## 原文

何事にせよ言語化すると「違う」感じがするのは、その表現の適切さや記憶の変質以前に、心が際限なく流れているからだと思う。内面的な思考や連想と、感覚器からの情報処理(外部への対処)に伴い常に変化している。もしその変化の中で、予期せぬことに動かされた心を、動かされたその時に表現したら言葉ではなく、叫びや、踊りや、走りになるだろう。だから言語化の一番の効用は、心の沈静化ではないかと思う。興奮を収めながら、偶然を受け入れ経験にする。物語を書くのとはまた別の話ではある。心の動きを言葉にすると何か違うが、しないと気持ちが悪いという意味では言葉にすることは消極的に気持ちはいい。
私が文章を書く主な理由は、他者と自分が違っていることを示したいからである。皆違っているのは生物学的な事実なのに、この社会では黙っていると勝手に誰かと同じものとされてしまうのが嫌だからだ。他者を楽しませる表現や、叫んだり走ったり笑ったりするような感情に乗っている表現の方がずっとよいと思うが、日々起こる偶然に向き合う為に、つまらない文章を書いては白けさせているのである。言葉で説明するつまらなさは、居心地の悪い社会で生きる為の、心の安定につながっている。

## 提供された一覧
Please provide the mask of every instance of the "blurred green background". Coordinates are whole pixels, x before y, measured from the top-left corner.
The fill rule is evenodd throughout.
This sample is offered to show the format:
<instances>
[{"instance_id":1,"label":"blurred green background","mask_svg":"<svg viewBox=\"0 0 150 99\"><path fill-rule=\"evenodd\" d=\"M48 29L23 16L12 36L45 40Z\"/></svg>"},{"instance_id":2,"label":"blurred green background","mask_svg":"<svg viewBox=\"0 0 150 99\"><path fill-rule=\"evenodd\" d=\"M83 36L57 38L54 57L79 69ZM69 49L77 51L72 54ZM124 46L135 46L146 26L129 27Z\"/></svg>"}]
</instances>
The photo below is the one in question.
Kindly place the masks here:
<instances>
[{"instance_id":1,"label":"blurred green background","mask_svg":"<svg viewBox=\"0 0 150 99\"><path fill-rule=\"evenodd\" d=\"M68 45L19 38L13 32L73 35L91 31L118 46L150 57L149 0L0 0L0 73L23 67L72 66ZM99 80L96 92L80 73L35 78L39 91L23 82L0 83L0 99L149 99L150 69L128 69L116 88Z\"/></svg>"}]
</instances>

==

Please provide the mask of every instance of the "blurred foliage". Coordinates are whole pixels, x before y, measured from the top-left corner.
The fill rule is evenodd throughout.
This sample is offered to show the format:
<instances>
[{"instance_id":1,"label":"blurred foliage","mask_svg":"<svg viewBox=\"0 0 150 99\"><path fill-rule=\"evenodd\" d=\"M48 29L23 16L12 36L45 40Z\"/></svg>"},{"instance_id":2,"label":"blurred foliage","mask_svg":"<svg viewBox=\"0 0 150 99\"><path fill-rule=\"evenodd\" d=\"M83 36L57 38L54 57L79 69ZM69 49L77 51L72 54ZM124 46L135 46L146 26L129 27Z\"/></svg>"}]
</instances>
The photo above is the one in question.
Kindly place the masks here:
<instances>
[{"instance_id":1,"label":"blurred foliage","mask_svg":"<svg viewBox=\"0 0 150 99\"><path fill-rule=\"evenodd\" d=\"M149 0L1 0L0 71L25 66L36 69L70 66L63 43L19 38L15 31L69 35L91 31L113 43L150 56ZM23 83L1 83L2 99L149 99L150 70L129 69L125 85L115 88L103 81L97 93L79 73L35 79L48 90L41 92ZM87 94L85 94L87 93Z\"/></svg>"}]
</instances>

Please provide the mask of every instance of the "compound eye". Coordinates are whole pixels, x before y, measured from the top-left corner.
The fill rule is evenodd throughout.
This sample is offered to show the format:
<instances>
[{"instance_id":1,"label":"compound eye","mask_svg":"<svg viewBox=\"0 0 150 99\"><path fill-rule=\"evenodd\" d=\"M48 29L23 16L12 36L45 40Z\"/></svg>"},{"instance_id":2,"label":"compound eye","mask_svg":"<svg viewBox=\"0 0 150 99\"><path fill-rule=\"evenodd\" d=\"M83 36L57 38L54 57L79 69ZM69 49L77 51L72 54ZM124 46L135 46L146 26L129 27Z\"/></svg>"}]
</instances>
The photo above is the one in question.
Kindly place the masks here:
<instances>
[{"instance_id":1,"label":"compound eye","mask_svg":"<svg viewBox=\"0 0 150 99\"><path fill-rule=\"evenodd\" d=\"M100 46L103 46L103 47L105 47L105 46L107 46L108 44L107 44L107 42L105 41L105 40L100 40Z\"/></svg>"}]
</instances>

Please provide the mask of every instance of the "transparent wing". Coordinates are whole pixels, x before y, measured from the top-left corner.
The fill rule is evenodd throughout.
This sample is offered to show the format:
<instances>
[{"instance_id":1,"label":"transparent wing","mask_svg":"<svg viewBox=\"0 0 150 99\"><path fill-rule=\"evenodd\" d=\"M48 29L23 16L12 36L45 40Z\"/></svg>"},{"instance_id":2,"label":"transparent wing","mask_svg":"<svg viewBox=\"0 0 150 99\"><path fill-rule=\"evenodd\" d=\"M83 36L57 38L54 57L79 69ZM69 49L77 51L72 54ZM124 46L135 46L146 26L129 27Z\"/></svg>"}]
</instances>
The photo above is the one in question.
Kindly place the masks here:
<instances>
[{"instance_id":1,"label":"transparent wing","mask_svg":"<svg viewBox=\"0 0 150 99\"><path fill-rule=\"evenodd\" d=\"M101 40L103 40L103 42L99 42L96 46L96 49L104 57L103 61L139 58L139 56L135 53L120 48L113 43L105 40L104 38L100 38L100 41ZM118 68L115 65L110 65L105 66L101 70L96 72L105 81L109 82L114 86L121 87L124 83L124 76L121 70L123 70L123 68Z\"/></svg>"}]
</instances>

--

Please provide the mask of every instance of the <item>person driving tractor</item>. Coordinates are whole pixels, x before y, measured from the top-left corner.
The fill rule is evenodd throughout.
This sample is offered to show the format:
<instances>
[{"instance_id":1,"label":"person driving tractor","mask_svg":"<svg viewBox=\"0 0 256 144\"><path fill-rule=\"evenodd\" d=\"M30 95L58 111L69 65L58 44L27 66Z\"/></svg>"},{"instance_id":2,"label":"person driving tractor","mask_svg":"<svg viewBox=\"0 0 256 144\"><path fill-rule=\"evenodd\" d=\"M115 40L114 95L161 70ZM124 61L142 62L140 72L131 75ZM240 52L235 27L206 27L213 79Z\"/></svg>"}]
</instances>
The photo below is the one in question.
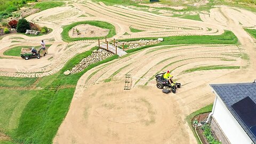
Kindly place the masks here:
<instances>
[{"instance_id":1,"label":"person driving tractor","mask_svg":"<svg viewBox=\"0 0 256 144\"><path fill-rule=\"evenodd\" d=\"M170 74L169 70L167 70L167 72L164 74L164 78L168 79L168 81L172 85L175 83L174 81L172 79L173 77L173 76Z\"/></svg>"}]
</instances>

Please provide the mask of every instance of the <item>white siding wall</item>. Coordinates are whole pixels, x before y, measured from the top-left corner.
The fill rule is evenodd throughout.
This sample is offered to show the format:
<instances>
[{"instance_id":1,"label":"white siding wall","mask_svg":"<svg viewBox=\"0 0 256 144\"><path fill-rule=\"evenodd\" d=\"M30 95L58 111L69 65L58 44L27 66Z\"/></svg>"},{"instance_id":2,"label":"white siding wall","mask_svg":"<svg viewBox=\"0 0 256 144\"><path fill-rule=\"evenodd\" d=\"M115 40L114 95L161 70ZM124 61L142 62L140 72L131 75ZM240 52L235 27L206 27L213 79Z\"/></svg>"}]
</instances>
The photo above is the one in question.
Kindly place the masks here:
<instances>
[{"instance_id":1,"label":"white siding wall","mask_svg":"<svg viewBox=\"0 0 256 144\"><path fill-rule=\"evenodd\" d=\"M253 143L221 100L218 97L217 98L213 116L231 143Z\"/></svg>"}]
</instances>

## 取り組む課題
原文のうち、「私が文章を書く主な理由は、他」を含む箇所から書き始め、「で生きる為の、心の安定につながっている。」の直後で止めて、そのとおりに書き写すこと。

## 解答
私が文章を書く主な理由は、他者と自分が違っていることを示したいからである。皆違っているのは生物学的な事実なのに、この社会では黙っていると勝手に誰かと同じものとされてしまうのが嫌だからだ。他者を楽しませる表現や、叫んだり走ったり笑ったりするような感情に乗っている表現の方がずっとよいと思うが、日々起こる偶然に向き合う為に、つまらない文章を書いては白けさせているのである。言葉で説明するつまらなさは、居心地の悪い社会で生きる為の、心の安定につながっている。